(Annotated coordinate records)
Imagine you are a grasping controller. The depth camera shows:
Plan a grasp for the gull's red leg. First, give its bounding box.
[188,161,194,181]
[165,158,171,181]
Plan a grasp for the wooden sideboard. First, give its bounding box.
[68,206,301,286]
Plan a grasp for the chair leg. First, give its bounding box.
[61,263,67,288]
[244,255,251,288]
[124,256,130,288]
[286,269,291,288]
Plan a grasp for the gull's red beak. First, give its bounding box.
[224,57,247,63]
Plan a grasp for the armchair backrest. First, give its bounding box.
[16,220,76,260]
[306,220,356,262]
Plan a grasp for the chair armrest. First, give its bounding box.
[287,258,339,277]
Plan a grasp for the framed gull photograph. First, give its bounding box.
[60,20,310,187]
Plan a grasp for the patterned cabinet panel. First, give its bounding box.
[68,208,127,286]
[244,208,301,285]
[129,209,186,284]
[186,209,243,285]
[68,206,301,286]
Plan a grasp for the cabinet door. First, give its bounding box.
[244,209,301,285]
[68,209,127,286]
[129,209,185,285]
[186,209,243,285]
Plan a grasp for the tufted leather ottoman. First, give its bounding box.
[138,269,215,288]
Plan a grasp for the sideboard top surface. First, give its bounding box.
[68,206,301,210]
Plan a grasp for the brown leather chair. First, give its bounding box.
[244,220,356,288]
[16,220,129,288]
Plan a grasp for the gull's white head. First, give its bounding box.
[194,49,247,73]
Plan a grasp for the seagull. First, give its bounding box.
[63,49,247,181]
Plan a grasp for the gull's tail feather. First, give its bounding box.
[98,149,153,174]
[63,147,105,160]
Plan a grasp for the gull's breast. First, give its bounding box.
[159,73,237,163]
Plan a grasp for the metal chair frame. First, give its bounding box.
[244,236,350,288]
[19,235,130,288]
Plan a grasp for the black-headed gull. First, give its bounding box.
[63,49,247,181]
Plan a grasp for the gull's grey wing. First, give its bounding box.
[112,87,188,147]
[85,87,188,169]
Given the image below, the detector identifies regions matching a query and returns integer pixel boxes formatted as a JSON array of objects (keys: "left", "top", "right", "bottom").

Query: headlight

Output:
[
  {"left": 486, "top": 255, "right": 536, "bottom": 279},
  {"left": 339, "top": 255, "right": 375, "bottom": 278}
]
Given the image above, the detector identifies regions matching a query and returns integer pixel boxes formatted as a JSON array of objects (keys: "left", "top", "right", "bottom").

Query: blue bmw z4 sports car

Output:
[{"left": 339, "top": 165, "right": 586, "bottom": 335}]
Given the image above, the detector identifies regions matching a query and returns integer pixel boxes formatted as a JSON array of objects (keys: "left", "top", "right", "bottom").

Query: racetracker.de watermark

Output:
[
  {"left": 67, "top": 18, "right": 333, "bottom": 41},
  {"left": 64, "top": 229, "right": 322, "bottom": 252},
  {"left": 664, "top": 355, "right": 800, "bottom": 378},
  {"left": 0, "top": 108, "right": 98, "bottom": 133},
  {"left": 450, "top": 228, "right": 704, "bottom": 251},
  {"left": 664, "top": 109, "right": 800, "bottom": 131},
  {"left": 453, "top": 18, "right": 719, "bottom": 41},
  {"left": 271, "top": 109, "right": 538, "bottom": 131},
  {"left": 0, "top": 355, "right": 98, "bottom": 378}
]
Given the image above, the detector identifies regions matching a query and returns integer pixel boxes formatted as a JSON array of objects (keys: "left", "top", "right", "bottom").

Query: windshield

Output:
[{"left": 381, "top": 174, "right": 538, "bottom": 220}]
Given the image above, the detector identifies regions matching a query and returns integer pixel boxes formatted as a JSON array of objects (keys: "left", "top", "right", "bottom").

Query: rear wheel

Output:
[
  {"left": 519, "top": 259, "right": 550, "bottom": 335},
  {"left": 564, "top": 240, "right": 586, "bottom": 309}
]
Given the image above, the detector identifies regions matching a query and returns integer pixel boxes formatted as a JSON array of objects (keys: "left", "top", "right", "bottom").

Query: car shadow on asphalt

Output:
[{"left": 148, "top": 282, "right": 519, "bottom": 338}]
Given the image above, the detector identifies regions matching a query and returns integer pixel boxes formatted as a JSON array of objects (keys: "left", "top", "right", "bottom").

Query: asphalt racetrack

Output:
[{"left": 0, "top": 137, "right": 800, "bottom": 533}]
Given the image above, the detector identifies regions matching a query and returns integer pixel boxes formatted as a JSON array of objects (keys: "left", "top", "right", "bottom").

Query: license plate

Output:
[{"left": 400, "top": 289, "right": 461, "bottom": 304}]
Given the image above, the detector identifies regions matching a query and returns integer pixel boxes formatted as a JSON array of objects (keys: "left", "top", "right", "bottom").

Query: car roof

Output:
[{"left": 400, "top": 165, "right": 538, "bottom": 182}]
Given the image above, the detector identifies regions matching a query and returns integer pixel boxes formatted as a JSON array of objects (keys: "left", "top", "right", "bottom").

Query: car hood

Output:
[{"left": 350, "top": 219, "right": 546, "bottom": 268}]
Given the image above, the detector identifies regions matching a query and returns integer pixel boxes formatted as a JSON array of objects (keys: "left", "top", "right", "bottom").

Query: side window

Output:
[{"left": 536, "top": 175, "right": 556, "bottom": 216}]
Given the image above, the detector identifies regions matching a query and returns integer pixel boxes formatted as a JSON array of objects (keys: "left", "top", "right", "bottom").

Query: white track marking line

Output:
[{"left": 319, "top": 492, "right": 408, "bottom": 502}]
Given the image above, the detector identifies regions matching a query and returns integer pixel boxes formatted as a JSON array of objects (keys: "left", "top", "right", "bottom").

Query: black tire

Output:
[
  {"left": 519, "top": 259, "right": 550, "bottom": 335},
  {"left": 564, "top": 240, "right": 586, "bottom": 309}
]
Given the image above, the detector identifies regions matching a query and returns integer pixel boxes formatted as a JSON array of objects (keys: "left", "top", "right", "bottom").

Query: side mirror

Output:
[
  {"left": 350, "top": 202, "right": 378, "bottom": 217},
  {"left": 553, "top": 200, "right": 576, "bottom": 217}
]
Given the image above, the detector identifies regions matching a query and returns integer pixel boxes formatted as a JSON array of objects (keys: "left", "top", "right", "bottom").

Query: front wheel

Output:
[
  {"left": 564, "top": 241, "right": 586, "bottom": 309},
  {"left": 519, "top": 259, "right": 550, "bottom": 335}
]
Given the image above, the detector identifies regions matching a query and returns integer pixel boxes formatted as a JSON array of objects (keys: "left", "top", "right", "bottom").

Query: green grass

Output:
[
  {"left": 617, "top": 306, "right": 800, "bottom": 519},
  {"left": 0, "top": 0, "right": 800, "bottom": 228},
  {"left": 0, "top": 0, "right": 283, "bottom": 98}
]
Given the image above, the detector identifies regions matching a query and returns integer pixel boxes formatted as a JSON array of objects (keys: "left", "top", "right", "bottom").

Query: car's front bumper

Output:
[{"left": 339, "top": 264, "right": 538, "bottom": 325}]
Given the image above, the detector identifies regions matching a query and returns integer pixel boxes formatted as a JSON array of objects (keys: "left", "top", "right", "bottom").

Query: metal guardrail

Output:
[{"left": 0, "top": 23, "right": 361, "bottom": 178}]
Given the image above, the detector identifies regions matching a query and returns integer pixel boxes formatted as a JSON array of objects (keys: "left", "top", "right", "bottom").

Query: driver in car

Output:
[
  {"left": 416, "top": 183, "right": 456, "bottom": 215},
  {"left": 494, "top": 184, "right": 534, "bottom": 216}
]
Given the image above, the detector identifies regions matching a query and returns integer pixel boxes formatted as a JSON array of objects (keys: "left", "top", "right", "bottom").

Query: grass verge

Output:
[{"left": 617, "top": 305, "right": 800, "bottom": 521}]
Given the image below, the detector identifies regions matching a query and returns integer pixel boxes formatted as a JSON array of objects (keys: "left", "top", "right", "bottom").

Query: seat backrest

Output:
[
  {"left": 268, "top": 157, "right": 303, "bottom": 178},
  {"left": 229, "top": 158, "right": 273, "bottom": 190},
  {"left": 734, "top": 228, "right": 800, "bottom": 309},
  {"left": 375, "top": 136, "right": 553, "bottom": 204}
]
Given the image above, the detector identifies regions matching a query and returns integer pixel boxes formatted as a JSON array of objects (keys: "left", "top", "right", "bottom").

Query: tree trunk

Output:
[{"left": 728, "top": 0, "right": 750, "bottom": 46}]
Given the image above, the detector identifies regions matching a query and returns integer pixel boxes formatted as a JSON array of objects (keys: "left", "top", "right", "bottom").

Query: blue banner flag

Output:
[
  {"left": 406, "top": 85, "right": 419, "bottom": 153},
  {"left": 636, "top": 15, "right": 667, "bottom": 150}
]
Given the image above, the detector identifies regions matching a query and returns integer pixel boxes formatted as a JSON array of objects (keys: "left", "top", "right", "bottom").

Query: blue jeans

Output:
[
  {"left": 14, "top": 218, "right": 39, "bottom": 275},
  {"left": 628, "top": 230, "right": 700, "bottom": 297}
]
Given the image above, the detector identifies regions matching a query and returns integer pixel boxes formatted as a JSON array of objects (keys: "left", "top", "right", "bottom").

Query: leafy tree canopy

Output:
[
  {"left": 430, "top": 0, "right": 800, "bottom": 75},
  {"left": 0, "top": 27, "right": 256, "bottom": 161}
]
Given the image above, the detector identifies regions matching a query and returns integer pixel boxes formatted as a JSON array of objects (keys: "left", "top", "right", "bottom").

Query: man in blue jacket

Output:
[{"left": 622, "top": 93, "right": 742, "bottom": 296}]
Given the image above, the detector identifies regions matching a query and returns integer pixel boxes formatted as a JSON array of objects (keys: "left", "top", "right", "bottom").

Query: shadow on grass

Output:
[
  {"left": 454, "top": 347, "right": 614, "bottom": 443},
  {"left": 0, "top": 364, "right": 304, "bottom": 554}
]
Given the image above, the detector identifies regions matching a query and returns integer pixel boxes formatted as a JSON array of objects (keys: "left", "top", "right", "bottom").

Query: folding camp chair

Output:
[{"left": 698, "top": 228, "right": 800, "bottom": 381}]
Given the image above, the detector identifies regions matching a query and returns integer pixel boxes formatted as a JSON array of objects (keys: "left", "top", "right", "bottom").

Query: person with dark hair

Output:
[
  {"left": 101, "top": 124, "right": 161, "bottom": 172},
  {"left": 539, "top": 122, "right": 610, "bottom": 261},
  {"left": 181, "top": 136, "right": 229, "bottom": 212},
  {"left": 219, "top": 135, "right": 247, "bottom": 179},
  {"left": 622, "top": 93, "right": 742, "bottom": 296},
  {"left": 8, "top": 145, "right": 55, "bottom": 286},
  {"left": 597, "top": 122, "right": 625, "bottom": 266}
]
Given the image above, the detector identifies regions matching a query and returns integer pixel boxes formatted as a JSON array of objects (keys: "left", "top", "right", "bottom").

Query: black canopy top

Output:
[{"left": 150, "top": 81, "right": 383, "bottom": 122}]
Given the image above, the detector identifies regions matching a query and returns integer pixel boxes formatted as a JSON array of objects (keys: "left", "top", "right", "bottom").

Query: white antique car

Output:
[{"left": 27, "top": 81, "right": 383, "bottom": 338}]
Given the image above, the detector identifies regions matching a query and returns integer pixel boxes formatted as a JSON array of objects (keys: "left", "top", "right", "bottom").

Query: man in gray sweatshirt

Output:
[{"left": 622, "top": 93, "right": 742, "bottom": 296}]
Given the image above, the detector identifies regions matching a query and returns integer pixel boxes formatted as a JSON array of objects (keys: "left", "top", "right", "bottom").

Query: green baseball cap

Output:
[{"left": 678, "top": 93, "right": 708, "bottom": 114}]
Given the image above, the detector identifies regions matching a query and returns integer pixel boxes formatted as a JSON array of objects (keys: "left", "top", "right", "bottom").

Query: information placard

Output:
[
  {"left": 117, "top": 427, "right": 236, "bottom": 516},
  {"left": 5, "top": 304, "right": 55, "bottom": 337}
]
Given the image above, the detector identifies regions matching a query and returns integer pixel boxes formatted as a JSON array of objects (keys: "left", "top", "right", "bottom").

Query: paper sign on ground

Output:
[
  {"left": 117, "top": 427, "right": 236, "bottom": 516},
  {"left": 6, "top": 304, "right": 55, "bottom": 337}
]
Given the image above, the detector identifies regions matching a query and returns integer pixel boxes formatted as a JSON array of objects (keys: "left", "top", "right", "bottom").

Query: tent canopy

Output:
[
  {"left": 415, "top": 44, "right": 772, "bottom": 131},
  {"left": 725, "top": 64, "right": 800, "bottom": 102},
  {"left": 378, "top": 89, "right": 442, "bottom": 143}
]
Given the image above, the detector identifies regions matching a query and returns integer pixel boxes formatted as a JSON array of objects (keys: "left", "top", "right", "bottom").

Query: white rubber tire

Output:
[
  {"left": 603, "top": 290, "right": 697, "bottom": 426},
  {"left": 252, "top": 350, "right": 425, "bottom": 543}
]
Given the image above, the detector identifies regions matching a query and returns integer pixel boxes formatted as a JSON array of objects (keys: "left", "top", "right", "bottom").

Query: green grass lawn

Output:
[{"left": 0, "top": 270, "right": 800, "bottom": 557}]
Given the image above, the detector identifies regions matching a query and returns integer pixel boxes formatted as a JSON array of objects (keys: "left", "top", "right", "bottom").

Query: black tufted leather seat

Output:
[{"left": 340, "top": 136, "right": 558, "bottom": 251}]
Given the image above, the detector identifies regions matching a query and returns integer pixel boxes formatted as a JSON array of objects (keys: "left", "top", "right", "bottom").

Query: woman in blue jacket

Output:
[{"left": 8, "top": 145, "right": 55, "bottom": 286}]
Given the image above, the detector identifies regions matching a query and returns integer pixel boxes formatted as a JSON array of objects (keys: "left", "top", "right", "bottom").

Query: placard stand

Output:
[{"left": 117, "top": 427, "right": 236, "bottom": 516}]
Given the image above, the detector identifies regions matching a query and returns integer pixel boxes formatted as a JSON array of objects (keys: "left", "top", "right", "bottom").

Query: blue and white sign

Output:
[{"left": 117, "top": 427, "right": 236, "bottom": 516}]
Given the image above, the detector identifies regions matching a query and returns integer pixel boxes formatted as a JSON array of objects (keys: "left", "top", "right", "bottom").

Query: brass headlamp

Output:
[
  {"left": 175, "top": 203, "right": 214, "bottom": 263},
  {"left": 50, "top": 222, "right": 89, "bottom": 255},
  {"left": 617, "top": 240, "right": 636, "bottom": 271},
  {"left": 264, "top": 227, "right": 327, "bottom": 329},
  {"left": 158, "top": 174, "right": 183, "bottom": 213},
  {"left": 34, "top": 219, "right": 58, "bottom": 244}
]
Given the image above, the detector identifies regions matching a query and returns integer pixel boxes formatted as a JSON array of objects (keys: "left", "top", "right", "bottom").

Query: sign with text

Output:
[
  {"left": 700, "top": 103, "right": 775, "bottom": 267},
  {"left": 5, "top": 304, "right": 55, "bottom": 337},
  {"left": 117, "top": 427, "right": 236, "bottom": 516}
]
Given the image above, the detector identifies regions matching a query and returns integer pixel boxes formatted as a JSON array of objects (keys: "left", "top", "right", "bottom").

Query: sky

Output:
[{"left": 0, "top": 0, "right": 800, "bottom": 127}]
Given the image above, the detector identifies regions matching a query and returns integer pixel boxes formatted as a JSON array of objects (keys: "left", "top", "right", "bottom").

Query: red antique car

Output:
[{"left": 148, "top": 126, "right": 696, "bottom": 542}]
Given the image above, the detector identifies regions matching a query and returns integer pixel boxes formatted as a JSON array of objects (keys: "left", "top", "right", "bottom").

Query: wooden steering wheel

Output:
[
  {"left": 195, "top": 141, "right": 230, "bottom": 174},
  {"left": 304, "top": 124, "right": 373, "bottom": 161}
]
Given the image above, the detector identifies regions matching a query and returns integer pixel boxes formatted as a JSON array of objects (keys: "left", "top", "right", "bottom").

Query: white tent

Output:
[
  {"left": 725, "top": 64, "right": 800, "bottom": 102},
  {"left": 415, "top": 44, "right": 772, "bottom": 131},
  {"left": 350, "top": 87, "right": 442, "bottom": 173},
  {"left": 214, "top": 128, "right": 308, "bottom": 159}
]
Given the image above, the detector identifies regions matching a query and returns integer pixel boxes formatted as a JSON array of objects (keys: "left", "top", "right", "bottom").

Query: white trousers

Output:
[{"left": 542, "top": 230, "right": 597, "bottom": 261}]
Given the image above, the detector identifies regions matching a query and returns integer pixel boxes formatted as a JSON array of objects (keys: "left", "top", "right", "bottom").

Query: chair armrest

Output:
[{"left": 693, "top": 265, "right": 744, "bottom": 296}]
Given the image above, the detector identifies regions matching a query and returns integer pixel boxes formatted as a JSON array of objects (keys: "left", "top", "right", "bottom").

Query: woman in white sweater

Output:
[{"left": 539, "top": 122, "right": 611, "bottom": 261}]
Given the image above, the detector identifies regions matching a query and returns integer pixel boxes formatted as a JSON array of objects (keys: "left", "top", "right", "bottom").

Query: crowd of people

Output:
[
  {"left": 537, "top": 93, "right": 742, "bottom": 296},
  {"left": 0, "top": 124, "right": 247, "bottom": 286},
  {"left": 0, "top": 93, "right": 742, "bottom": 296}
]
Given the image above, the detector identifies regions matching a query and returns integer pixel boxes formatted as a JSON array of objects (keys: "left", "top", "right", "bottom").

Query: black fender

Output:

▶ _What this task involves_
Reproduce verbatim the lines of the rows above, from the start of the rows through the line that contains "[306,220,356,262]", with both ends included.

▶ _Result of the task_
Imagine you are a grasping controller. The depth camera shows:
Plan a grasp for the gull's red leg. First, give its bounding box.
[188,161,194,181]
[165,158,171,181]
Plan a grasp for the wooden sideboard. First, give its bounding box.
[68,206,301,286]
Plan a grasp for the chair leg. First, give its bounding box.
[61,263,67,288]
[244,255,251,288]
[124,256,130,288]
[286,269,291,288]
Plan a grasp for the gull's red beak. First, give its bounding box.
[224,57,247,63]
Plan a grasp for the armchair backrest. First, give its bounding box.
[16,220,76,260]
[306,220,356,262]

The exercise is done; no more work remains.